Write out every line below with no difference at all.

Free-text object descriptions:
========================

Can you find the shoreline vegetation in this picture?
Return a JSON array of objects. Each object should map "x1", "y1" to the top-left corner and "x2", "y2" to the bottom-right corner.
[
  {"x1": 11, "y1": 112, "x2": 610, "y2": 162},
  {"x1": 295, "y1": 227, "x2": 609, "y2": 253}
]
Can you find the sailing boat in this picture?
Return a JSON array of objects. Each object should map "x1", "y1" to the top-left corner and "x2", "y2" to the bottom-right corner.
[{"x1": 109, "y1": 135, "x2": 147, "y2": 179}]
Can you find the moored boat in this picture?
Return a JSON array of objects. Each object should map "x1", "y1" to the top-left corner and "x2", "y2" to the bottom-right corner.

========================

Response to this task:
Can you find the shoreline vegetation in this picture?
Return a JSON array of objects. Each object should map "x1", "y1" to the top-left corner and "x2", "y2" to the bottom-right corner.
[
  {"x1": 11, "y1": 112, "x2": 610, "y2": 162},
  {"x1": 295, "y1": 227, "x2": 609, "y2": 253}
]
Can you find the sailing boat in this picture?
Return a JSON array of objects. Each object should map "x1", "y1" to the top-left corner and "x2", "y2" to the bottom-right corner.
[{"x1": 109, "y1": 135, "x2": 147, "y2": 179}]
Can you find the moored boat in this picture?
Return a JSON array of objects. Each object should map "x1", "y1" to the top-left corner and "x2", "y2" to the bottom-right corner.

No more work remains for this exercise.